List of tasks –
#1 In the article about the lost Amity Baptist Church, who bought the congregation's Amity Street building in 1864?
#2 Carry on the article about the lost Amity Baptist Church, starting right after its final sentence.

Passage to read –
■ ■ ■
Monday, August 12, 2019

The Lost Amity Baptist Church - 310 West 54th Street

Raphael Guastavino's system of tiled arches made the grand auditorium space possible.  The Brickbuilder, August 1909, (copyright expired)

In November 1832 the trustees of the Oliver Street Baptist Church asked the William R. Williams to establish "a church for members living to the north and west."  Williams, whose father had been pastor of the Oliver Street church for years was ordained the following month and the project then got underway.

A section of the Oliver Street Baptist Church's burying ground on Amity Street (later West 3rd Street) was designated as the site and provided the name for the Amity Baptist Church.  After the congregation had worshiped in that Greek Revival style structure for more than three decades, millionaire Alexander T. Stewart purchased it in 1864 and converted it to a stable.   The congregation temporarily worshiped in a Young Men's Christian Association building, before buying the former chapel of St. Timothy's Episcopal Church on West 54th Street, between Eighth and Ninth Street, in 1866.

A charming wooden board-and-batten structure, the chapel building had been erected in 1860.  It sat within the impoverished and crime-ridden Hell's Kitchen neighborhood--a stark difference from Amity Baptist's politer Greenwich Village location.

The church responded to the special needs of the district.  By the end of the century it owned the plots from No. 306 through 312 West 54th Street, extending through the block to West 53rd Street.  A multi-use structure called the Amity Building was erected at No. 312.  Its meeting room was rented to groups like the citizens and architects who met twice a month in 1894 to discuss issues like "New-York's Houses" and "The Tenement Problem."  

The building also housed the West Side Fruit and Flower Mission, which provided help to the tenements.  On November 24, 1897 The New York Times reported that "the ladies in charge" of the mission "were busy yesterday distributing Thanksgiving food and delicacies to the poor of the west side...Many German and Spanish tenement dwellers were visited by them yesterday and their larders replenished.  Special care is being given to aged couples living alone and to widows."

The church also operated the Amity Settlement.  Its staff of medically-trained Deaconesses administered to the sick and poor in their squalid rooms.  On December 18, 1897 the Outlook commended Amity Baptist Church for being "the pioneer among American Baptist churches" in the settlement house movement.  And as part of the settlement house efforts, mothers and children were exposed to training and opportunities unavailable to them elsewhere.  The Amity Kindergarten was being run in the building at the turn of the century.

Early in 1905 the church received two legacies which totaled around $26,000--a windfall equal to about $765,000 today.  It caused Rev. Leighton Williams, the pastor and son of Rev. William Williams, to come up with two plans.  

First, the congregation commissioned the architectural firm of Rossiter & Wright to design a new, commodious structure.  Then Williams proposed to the town of Marlborough, New York, that the charming wooden church building be dismantled and reassembled in that village.   It could be used, he recommended, for the annual sessions of the Brotherhood of the Kingdom.  The Newburgh Register reported "Mr. Williams also suggested that such a hall would be non-sectarian, and that for Sunday school purposes it might meet a demand in the West Neighborhood."

Williams's aspirations went beyond what $26,000 could cover.  He would create a complex of new buildings.  But his political leanings proved a problem in raising additional funds.  The New York Herald in 1906 said that in addition to the church proper, planned construction included "an auditorium and a deaconesses' home and hospital."  The article went on to explain why "working men" donations were necessary to raise fund.
■ ■ ■
(Saved entries)

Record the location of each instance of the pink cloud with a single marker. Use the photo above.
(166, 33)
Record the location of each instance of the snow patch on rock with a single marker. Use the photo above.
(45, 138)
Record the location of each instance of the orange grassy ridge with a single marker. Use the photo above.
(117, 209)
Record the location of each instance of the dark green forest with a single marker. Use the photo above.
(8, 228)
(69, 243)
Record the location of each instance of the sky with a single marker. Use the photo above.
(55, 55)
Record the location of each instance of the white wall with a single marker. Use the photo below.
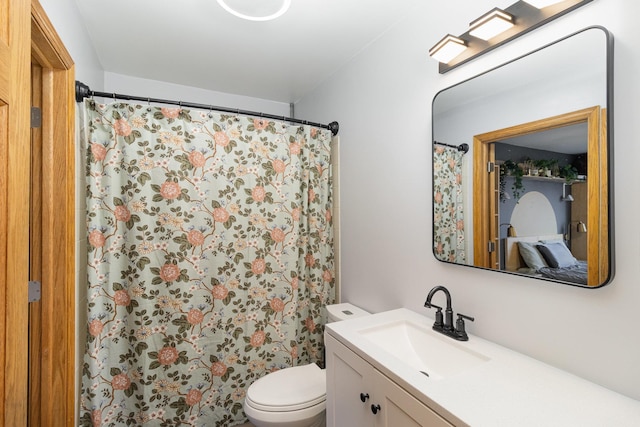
■ ■ ■
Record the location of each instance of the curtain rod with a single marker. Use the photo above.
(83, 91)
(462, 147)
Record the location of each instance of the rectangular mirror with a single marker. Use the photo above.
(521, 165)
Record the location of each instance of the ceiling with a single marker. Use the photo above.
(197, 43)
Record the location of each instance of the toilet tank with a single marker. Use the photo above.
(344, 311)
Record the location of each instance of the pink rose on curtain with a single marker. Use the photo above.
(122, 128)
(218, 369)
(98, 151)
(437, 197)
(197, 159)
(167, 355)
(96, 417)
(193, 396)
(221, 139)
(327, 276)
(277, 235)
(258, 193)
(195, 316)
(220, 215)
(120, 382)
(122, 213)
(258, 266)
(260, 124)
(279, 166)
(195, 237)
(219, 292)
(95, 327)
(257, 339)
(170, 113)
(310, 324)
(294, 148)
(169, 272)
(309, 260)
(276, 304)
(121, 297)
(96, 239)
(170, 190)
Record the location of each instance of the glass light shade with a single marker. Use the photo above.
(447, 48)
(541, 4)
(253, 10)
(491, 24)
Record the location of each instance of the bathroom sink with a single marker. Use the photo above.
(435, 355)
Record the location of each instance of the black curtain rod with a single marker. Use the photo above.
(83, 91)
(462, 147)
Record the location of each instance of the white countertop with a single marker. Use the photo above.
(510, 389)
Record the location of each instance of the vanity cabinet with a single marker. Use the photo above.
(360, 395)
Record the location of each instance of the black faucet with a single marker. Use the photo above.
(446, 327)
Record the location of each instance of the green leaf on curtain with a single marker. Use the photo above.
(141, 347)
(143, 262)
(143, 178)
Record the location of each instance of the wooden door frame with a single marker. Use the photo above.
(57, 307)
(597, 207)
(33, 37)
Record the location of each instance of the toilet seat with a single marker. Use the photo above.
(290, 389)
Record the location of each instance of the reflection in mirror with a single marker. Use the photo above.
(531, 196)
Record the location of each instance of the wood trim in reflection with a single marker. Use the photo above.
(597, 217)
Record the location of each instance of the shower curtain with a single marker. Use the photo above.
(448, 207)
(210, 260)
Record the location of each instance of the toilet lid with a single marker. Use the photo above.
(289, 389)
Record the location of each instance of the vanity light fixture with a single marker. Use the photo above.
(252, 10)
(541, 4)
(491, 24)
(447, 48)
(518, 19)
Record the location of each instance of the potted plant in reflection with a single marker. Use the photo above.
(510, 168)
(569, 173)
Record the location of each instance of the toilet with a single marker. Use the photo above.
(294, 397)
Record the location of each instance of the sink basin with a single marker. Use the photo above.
■ ■ ■
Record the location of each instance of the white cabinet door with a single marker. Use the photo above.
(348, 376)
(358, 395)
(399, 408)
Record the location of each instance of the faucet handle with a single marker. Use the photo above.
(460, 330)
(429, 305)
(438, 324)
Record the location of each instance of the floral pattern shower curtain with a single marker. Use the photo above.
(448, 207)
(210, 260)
■ ■ ■
Responses by task –
#1 Millionaire Alexander T. Stewart bought it.

#2
Christian socialism is realizing one of its ideals in the raising of $100,000 for the building of the new Amity Baptist Church and connected structures in West Fifty-fourth street by small subscriptions.  Owing to the radical view of the Rev. Dr. Leighton Williams, who is a socialist of the Fabian persuasion and a member of the Intercollegiate Socialistic Society, the church is to a large degree cut off from the receipt of funds which might come from the wealthy classes.

Rossiter & Wright filed plans for the brick and stone church, to cost $45,000, and for the five-story hospital, costing $38,000.  The Evening Telegram wrote "The new buildings are to be of gothic design and connected by a central tower, ornamented with large mullion bars."  The article noted that the church would have "a large dome in classic style."

It was that dome that led Rossiter & Wright to contract Raphael Guastavino, whose patented Tile Arch System of interlocking tiles was revolutionizing American architecture.  Extraordinarily strong, the arches and domes did away with the need for columns which interfered with vast spaces.

Ground was broken in July 1906.  On the 28th The Evening Post noted "the church will, it is expected, take some time to build...Services in the meantime are being conducted in Amity Hall."  The 1860 building had been already re-erected "as a union chapel" in Marlborough.

The church site sat between the Amity Building and the Deaconess' Home and Hospital.  The New York Times reported that it would be "modeled after the famous Mosque of St. Sophia."  On December 17, 1907, more than a year after construction had commenced, the cornerstone laying ceremonies were held.  Within the two-foot-square stone a brass box was placed.  The next morning when workmen arrived, it was noticed that bricks had been removed and the cornerstone tampered with.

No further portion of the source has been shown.